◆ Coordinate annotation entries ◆

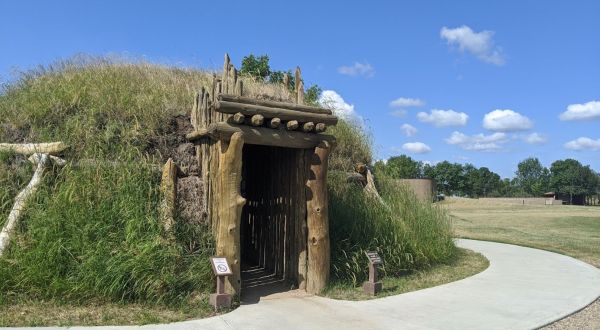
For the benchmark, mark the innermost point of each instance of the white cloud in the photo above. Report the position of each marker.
(416, 147)
(398, 113)
(478, 142)
(479, 44)
(441, 118)
(583, 143)
(586, 111)
(535, 138)
(404, 102)
(357, 69)
(506, 121)
(332, 100)
(408, 130)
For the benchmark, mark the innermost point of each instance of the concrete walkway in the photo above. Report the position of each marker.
(522, 289)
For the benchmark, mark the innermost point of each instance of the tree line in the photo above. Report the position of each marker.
(567, 178)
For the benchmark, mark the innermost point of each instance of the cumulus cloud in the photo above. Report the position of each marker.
(480, 44)
(404, 102)
(477, 142)
(332, 100)
(416, 147)
(357, 69)
(583, 143)
(408, 130)
(506, 121)
(398, 113)
(585, 111)
(442, 118)
(535, 138)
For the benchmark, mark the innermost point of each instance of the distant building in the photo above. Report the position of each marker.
(565, 198)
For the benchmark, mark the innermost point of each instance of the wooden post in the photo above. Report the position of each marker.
(275, 122)
(229, 207)
(318, 221)
(308, 127)
(299, 87)
(291, 125)
(286, 81)
(225, 80)
(320, 127)
(168, 190)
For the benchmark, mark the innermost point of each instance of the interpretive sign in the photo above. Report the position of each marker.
(220, 266)
(374, 257)
(373, 286)
(221, 269)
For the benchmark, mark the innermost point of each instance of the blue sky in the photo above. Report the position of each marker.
(530, 60)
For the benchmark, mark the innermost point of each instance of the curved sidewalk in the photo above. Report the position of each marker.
(523, 288)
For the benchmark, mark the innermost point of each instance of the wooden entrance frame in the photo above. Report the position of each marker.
(224, 120)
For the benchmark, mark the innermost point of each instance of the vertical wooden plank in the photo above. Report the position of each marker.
(230, 204)
(225, 80)
(301, 226)
(299, 87)
(318, 221)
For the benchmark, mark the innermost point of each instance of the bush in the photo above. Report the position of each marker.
(353, 146)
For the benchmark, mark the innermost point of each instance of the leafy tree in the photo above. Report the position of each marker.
(532, 177)
(311, 96)
(259, 68)
(449, 177)
(570, 177)
(256, 66)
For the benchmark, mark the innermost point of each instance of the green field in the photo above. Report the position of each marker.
(570, 230)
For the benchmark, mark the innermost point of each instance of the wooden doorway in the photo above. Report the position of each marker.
(273, 233)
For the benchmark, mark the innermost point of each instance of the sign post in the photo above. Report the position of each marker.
(372, 286)
(221, 269)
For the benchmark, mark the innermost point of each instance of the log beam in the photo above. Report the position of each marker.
(308, 127)
(271, 112)
(51, 148)
(238, 118)
(291, 125)
(318, 221)
(320, 128)
(257, 120)
(275, 122)
(41, 161)
(261, 135)
(273, 104)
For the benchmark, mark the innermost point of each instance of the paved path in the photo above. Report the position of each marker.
(522, 289)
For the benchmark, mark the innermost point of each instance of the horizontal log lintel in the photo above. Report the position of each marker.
(262, 136)
(274, 104)
(271, 112)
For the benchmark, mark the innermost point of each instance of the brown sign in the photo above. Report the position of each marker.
(374, 257)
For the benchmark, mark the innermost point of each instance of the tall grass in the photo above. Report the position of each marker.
(15, 173)
(407, 233)
(93, 233)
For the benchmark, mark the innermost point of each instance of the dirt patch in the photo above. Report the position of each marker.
(184, 155)
(189, 200)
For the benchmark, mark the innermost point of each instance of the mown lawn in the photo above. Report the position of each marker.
(570, 230)
(467, 263)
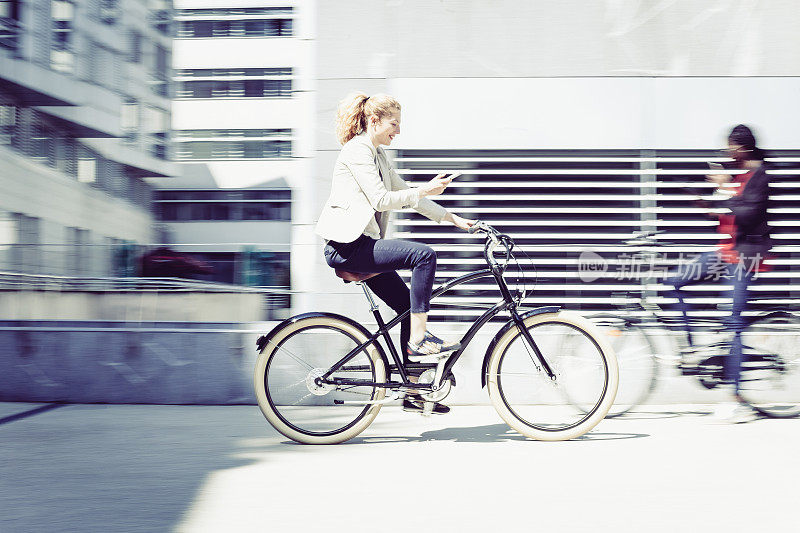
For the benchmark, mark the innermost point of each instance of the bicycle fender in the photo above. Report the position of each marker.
(508, 325)
(772, 314)
(263, 340)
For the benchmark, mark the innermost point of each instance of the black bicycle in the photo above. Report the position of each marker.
(322, 378)
(770, 379)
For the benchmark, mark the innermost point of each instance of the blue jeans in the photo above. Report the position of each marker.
(706, 266)
(367, 255)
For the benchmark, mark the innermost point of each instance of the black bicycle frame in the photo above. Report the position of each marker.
(508, 303)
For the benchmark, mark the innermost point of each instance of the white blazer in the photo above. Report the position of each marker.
(358, 192)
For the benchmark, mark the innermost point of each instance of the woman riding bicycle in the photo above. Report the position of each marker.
(355, 218)
(744, 246)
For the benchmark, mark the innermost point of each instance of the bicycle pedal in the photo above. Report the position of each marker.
(429, 359)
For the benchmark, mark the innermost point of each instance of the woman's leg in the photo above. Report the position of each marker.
(390, 288)
(693, 272)
(384, 255)
(740, 278)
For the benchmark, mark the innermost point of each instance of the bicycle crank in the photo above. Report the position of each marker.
(429, 376)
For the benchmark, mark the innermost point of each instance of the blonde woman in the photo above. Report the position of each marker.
(355, 218)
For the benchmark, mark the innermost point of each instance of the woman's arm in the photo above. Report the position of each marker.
(358, 159)
(750, 207)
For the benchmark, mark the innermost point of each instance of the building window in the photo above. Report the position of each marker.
(9, 24)
(8, 123)
(161, 15)
(234, 83)
(233, 144)
(109, 11)
(159, 71)
(62, 13)
(237, 205)
(235, 22)
(134, 46)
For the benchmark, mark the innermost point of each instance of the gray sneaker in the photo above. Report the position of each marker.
(431, 347)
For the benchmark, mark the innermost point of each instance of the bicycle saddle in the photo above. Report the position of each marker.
(354, 276)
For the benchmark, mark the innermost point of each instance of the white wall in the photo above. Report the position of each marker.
(594, 113)
(38, 191)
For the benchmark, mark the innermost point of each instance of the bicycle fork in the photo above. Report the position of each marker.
(530, 345)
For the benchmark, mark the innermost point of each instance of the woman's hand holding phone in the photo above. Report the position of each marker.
(717, 177)
(438, 184)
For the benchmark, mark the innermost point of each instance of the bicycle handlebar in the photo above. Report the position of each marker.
(493, 239)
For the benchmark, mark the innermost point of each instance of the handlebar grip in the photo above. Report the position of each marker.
(479, 225)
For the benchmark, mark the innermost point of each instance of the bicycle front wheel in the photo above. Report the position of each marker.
(295, 403)
(638, 366)
(567, 407)
(770, 377)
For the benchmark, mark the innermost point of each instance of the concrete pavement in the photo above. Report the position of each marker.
(128, 468)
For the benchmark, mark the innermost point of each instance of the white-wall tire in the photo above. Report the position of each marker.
(270, 411)
(591, 419)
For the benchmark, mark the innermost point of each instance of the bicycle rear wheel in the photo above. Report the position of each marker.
(299, 407)
(538, 407)
(638, 367)
(770, 378)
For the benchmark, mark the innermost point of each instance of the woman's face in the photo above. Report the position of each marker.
(738, 152)
(386, 128)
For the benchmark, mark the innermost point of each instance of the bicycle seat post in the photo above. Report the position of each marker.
(372, 305)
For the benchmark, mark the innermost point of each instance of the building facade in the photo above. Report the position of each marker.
(242, 126)
(85, 119)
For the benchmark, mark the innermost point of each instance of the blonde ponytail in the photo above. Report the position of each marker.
(352, 113)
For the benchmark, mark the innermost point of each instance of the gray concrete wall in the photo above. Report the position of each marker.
(144, 306)
(199, 363)
(112, 362)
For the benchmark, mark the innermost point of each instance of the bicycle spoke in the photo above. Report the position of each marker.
(293, 356)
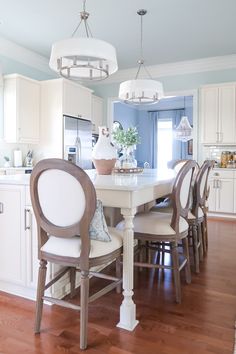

◆ Aim of the exercise ◆
Count the lines in the material above that contain the string "wheel", treating case as significant, and give only the number.

◆ Answer to the exercise ◆
2